> **Extracted entries**:
** start **

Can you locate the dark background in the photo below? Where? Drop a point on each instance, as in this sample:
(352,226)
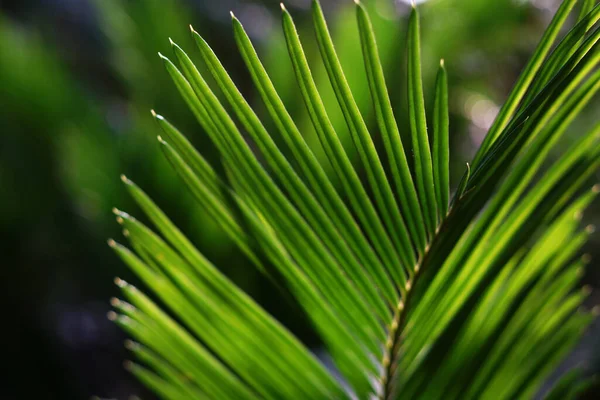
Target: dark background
(77,81)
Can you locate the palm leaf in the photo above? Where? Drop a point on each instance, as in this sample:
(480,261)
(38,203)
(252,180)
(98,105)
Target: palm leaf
(413,297)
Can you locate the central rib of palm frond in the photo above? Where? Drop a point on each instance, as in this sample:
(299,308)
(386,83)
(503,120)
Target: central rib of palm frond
(399,285)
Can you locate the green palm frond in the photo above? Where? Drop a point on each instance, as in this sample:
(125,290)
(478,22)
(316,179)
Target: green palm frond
(413,297)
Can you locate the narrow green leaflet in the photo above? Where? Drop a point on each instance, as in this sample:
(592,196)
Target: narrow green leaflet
(413,295)
(418,126)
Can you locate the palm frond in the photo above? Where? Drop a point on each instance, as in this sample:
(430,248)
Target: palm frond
(414,294)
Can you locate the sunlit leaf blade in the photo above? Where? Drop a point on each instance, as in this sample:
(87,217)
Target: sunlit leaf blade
(301,195)
(441,147)
(386,121)
(527,76)
(310,169)
(337,156)
(418,126)
(412,297)
(380,186)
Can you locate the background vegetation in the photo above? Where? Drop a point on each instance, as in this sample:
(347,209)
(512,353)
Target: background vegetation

** end **

> **Task**: Copy out all the material above again, requests included, rescaling the coordinates of every answer point by 1.55 and rounding to whole numbers, with halves rounded up. Leave the sample points in the requests unchanged, and leave the picture out.

> **Full solution**:
Can you locate the dark background in the photo below? Where? Drop a point on each instance, as in this sample:
(352,226)
Target: dark background
(119,126)
Can you locate the palm leaf in the photo above? Where? Drop a point on each instance, as in this sample:
(480,261)
(38,203)
(252,180)
(98,105)
Target: palm leaf
(640,460)
Can you locate the central rib of palm frond in the photo above? Where? Drop a point on each instance, as in this sample:
(299,308)
(386,83)
(503,120)
Target: central rib of palm frond
(618,442)
Can you locate the green palm frond in the photo above? Where? Drop a point on each instance, as in this sample:
(125,290)
(478,22)
(316,179)
Target: green palm frond
(640,460)
Can you locate the narrow green leaflet in the photo above? Where? Drop a point on each instance, as in this sample:
(592,196)
Target: narrow green leaflet
(640,457)
(648,195)
Can you locate the palm frond in the photo above? Where? Drop a point on each instance, as in this sample:
(430,248)
Target: palm frond
(642,456)
Can you locate the sunlit leaf blade in the photo above? Where? Drop a point on each instance, as in this sample:
(87,217)
Target: sunlit leaf blade
(467,302)
(684,228)
(598,188)
(817,118)
(481,262)
(522,242)
(648,195)
(639,460)
(589,288)
Can you locate the background vegetation in the photo above? Where? Drop a point on each instance, as in this sample:
(347,209)
(512,353)
Target: background vegetation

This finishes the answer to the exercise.